• **Assigned task**: Start to finish, print the entries exactly, and carry none of the pictures over.

• **Source data**:
****************
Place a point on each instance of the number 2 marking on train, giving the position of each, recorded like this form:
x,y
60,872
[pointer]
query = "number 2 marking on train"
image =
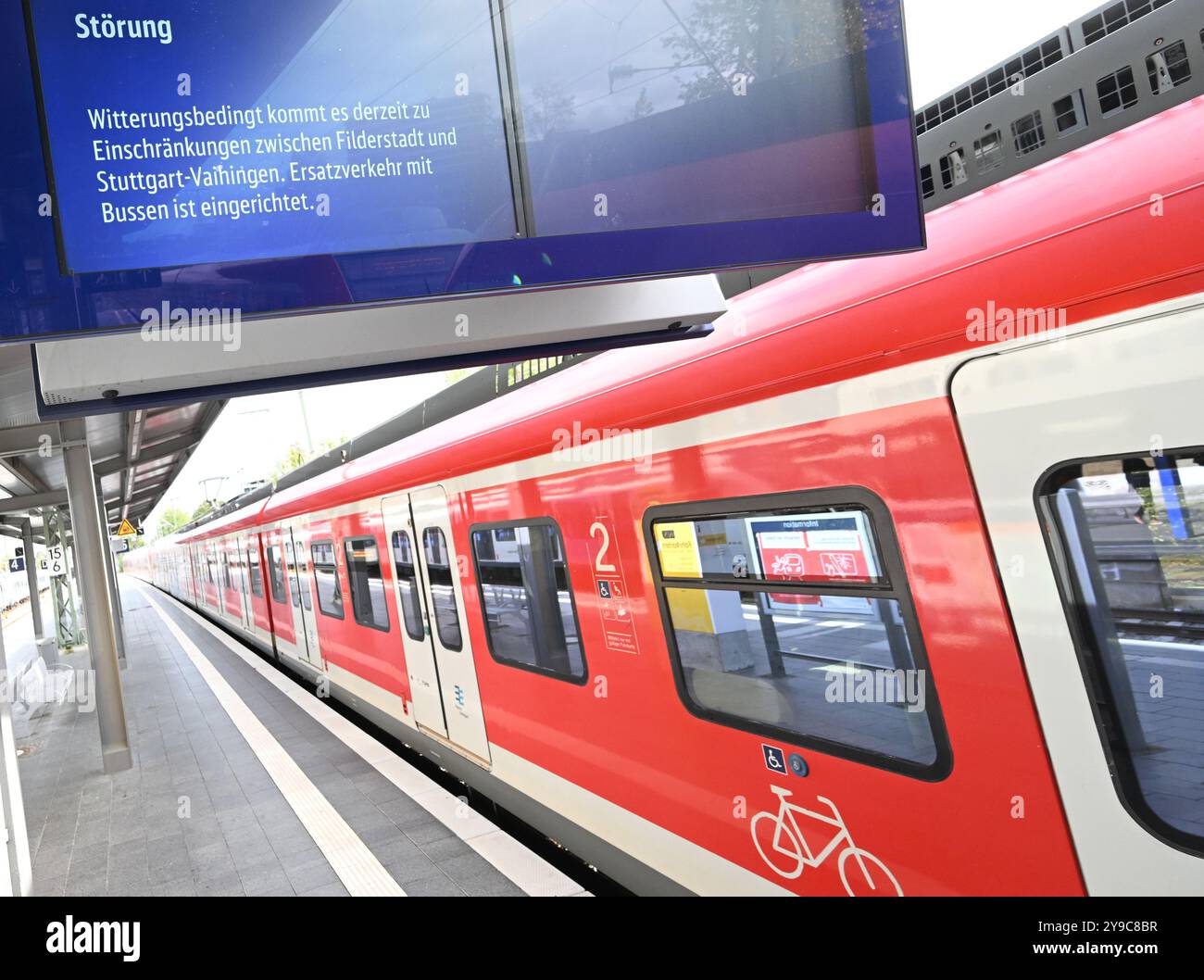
****************
• **Answer space**:
Place a point on each instance of the number 2 marking on train, giving the position of each, recorded like this form:
x,y
60,872
[pointer]
query = "number 2 marking on train"
image =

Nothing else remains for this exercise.